# Task description:
Convert the lines below into a JSON list of strings, one string per line and blank lines left out, beginning with the line that contains "of the bench" and continuing through the end of the lines.

• • • • •

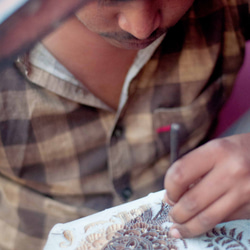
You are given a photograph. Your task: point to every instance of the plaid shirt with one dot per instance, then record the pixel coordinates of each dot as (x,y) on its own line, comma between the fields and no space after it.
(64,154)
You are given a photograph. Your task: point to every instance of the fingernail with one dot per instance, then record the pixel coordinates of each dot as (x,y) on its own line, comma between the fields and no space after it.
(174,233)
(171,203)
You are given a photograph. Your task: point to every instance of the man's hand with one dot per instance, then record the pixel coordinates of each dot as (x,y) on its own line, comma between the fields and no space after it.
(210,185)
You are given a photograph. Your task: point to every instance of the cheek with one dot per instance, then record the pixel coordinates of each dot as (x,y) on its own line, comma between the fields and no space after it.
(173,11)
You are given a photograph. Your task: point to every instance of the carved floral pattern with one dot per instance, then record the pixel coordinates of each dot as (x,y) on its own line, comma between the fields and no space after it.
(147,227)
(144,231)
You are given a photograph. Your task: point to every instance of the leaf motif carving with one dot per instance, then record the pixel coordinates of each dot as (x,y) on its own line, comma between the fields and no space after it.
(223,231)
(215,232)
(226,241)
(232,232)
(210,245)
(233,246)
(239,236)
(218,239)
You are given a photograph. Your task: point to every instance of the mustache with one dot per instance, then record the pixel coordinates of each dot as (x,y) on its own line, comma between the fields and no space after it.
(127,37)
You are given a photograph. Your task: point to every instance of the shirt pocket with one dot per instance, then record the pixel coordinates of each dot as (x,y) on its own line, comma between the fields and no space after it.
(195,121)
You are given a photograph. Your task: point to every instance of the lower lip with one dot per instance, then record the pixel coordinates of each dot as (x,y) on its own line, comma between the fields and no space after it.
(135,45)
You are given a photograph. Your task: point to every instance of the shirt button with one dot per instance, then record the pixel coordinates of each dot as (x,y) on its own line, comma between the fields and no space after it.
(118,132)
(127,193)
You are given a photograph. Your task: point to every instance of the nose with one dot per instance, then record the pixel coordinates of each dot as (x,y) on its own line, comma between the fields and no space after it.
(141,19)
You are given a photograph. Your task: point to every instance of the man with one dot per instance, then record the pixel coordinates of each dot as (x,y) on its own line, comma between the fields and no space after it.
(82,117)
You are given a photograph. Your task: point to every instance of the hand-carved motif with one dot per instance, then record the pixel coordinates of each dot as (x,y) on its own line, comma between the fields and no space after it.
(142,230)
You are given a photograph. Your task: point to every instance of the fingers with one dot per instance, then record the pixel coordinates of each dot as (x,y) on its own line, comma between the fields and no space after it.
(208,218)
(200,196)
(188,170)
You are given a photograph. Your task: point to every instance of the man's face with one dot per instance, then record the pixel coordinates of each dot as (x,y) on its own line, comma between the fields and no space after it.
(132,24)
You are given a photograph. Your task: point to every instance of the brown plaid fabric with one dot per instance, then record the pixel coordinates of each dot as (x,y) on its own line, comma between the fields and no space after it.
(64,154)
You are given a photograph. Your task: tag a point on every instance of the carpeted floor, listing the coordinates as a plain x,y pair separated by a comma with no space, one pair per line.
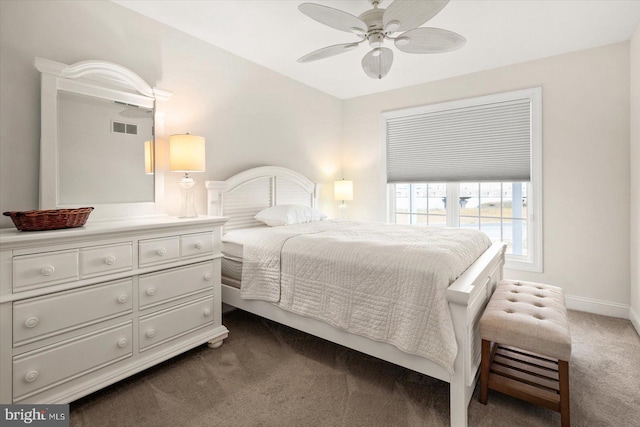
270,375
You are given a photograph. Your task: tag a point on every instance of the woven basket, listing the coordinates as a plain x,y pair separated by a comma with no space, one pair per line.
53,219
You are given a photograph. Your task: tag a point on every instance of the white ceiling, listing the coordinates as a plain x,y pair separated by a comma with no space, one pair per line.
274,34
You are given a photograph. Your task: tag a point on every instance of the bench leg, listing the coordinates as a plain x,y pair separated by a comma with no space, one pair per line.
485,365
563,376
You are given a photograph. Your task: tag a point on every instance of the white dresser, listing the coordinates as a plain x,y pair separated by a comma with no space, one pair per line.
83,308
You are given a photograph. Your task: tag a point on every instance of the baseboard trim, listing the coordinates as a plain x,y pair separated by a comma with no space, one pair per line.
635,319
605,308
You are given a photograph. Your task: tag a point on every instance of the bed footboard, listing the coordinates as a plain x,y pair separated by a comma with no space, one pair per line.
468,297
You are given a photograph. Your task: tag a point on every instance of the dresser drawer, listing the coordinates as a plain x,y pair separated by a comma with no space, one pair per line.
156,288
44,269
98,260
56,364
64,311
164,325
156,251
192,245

• • • • •

# Solution for this task:
[
  "You are given a photograph. Your task: tag a point on every instance of the bench leg, listing the coordinates as a plain x,y pair separated by a comma with no space, one pair per line.",
  "485,365",
  "563,376",
  "You are given a photograph. Your task: tag a point on every instance of the white dresser, listing the coordinates as a plain x,y pair separated by a comma with no space, one pair per line.",
  "83,308",
  "You are given a photograph. Your task: tag a point on every instance of the baseboard trim, listing the coordinates as a plain x,y pair separated by a comma with no space, one pair per line.",
  "635,319",
  "605,308",
  "You are given a photograph. Your task: tag a point on every instance of the bed footboard, listing the coordinates as a plain x,y pair separated by a comma with no space, one pair per line.",
  "468,297",
  "You are given a photograph. Your task: tag a point on every instance of the dresser drawer, listing the coordinates as a plain x,y pair separated by a comma with no space, one pair per line.",
  "156,288",
  "44,269",
  "98,260",
  "56,364",
  "64,311",
  "164,325",
  "156,251",
  "192,245"
]